-- Opening Marker --

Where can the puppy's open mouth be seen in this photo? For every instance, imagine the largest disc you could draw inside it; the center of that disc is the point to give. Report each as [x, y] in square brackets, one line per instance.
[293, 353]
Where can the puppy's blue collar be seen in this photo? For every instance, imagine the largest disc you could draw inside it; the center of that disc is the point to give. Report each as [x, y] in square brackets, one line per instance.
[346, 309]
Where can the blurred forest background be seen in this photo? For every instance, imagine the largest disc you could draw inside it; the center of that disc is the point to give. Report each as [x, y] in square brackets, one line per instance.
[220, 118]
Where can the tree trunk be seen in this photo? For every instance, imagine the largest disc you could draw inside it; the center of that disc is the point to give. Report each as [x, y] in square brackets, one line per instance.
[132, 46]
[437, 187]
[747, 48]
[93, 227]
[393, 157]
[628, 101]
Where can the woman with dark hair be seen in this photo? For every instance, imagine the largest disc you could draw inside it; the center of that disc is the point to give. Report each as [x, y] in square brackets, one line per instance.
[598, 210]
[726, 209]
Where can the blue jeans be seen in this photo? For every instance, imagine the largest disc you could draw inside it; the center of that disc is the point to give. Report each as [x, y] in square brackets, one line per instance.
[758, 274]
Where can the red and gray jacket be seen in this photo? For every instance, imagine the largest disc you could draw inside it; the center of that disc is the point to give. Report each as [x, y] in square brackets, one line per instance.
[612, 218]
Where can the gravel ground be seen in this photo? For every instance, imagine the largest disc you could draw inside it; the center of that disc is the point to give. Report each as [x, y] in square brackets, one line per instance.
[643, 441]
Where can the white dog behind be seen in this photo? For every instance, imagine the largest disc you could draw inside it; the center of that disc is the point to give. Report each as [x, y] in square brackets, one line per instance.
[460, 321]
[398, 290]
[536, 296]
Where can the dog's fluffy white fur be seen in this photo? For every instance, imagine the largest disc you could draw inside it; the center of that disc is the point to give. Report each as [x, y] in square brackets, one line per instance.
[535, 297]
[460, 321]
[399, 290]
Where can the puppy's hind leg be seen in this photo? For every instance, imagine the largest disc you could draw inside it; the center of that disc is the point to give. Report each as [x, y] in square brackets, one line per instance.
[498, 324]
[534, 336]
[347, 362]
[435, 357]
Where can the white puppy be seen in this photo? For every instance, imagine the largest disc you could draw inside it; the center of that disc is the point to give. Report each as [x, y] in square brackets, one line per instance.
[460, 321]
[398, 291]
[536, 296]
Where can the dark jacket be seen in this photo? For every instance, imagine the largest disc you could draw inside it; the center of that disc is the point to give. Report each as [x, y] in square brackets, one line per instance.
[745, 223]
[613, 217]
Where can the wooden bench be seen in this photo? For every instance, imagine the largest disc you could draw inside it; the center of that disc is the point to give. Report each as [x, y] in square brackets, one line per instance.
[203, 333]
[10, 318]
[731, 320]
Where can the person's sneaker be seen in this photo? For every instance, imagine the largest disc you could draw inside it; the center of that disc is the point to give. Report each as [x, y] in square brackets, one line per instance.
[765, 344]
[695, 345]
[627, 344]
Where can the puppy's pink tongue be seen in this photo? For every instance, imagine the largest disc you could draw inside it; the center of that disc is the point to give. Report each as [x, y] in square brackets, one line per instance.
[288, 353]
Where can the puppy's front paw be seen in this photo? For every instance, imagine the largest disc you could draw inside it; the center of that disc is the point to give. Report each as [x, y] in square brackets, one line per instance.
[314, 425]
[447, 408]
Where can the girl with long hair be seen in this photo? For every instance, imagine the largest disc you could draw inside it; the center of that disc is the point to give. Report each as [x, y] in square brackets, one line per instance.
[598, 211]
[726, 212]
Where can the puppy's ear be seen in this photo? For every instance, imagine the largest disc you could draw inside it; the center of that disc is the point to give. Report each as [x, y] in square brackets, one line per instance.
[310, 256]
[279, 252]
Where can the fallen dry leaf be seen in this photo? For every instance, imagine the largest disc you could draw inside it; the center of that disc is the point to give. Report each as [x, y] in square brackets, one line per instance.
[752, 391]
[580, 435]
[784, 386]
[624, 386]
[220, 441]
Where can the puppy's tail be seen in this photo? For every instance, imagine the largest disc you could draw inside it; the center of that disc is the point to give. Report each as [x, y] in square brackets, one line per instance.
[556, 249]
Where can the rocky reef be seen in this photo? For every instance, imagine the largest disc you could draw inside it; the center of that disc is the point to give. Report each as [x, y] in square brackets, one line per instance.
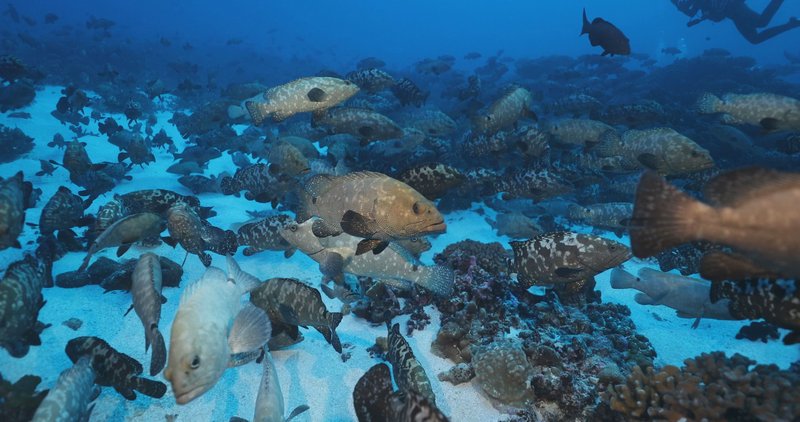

-- Closing Marker --

# Problem description
Exact copy, no images: rewrite the entire listing above.

# Output below
Where can the puppy's open mouth be seen in this photo? For every instance, imagine the largest disc you could draw inside it; the center of that disc is the point to give. Report each as [x, y] in square brackets, one line per instance.
[293, 353]
Where can the puppy's blue collar be seen in this photo? For every instance, imagine the largest disc you could draw inside it; the center of that disc is the point to give. Report each as [x, y] in square brackets, one line per instance.
[346, 309]
Where can the blurred forest background be seen in this photo? For every instance, imagine the largest disc you could draw inside it; the center of that disc is the point to give. Report each as [x, y] in square brackets, one line per instance.
[220, 118]
Where can the tree trunk be seen in this photo? For every instance, imagine the largest disc you could draw inside it; the center of that disc is the point to give. Report each as [x, y] in square brackets, one line per instance.
[132, 46]
[437, 187]
[747, 48]
[93, 227]
[393, 157]
[628, 101]
Where can the woman with dark hair be seen in this photo? For every instance, imagine the largest disc you could draw inside it; the center of that disc is the point to give. Report each as [x, y] in square brackets, one line per instance.
[598, 210]
[726, 209]
Where can the blue jeans be seen in this photo? For every instance, imagine the largest disc you could draw inside it; the center of that disc is the point to give. Report each as [x, y] in square brackets, one line per instance.
[758, 274]
Where can the red and gray jacket be seen in this photo? For every instance, imagine the largest disc you could draw inside it; the center of that disc is the point to give. Report each as [x, y] in square brackets, one line per instance.
[612, 218]
Where can the gravel ground be seen in this photo? For every instance, imagine the largest disc you could draw inside it; the center of that disc is the point to give. Report each as [x, y] in square brackets, one line per instance.
[643, 441]
Where can the white dog behind be seen in this photo? For every instance, imagine the largest disc you could draw inside it; the center of that disc is the point to give. Report each as [x, y] in square brackets, one line per instance.
[460, 321]
[398, 290]
[536, 296]
Where can the dog's fluffy white fur be seen in this photo? For every instance, imagine the largest disc you could draw inside it; the center of that disc is the point to give. Report each as [x, y] in square brackets, one line per instance.
[535, 297]
[460, 321]
[399, 290]
Where can the puppy's hind leg be seen in this photo? For every instance, imagine the largest disc you could draw inside it; the center of that disc is the point to give. Report each as [x, y] in square brackets, one line per instance.
[498, 324]
[534, 336]
[347, 362]
[435, 357]
Where can the white puppy be seen in this photo? For every instance, imagine the largest disc you could draw inside it; the center of that disc is the point to give. Report each as [x, y] in square brackets, one line per instance.
[460, 321]
[398, 291]
[536, 296]
Where can the dark jacket be seen in this photo? For every instance, imagine the largest disc you could draw inside it; the center of that disc is the point to give. Report each as [x, y] in square brackets, one line per instance.
[745, 223]
[613, 217]
Where can the wooden bench be seen in this photo? For every instance, imagine the largest disc you could draw inside it; the center of that disc is the point to give. Report each as [x, y] in square brackets, one line per instance.
[203, 333]
[10, 318]
[731, 320]
Where can the person's sneaker be seen in this photo? For every instance, imagine the largest disc you could draw inside it; the center of that disc is the point to give. Report each as [x, y] in square brackets, one line per instance.
[765, 344]
[695, 345]
[627, 344]
Where can the puppy's pink tongue be seen in this photo? For every instance, imagine the largest disc you could draw inside it; the center of that disc is the point to give. Report each as [x, y] in square brackets, one line per instance.
[288, 353]
Where can the puppy's front paw be seen in this photo? For every instance, imagine the largest disc you could draw inside it; the center of that disc is the point to give. Report each as [x, y] in square brackets, one line per instance.
[314, 425]
[447, 408]
Where can the girl with long hair be seen in this photo? For every instance, imagine the largest disc you could draw inside it; the center of that disc is the point to give. Report each as [x, y] in square brackets, one line per instance.
[598, 211]
[726, 212]
Where can the puppy's ear be seen in this photo? For every instance, imagine the largest disc you could draw inside it; the center of that disc is the point to give. Report each as [x, y] in square brackets, one line per instance.
[310, 256]
[279, 252]
Where can the fallen dry leaf be seen in this photo? For every instance, imagine the largest disc you could draw inside it; the center of that disc is the point to give. Report each as [x, y] in square brackets, one line per instance.
[752, 391]
[580, 435]
[784, 386]
[624, 386]
[220, 441]
Where can the puppy's tail be seen in this photo? For every instance, imagine the largest disc you could draw inside it; the center of that disc is the point to give. Report each as [x, y] in square brackets, one line per instance.
[556, 249]
Where can the rocky reef be seen in this photo? For every instance, imagine the largest disc you could draw inside it; the center of that disc is the point to give. Report each as [x, y] in square brackets, one line per instance.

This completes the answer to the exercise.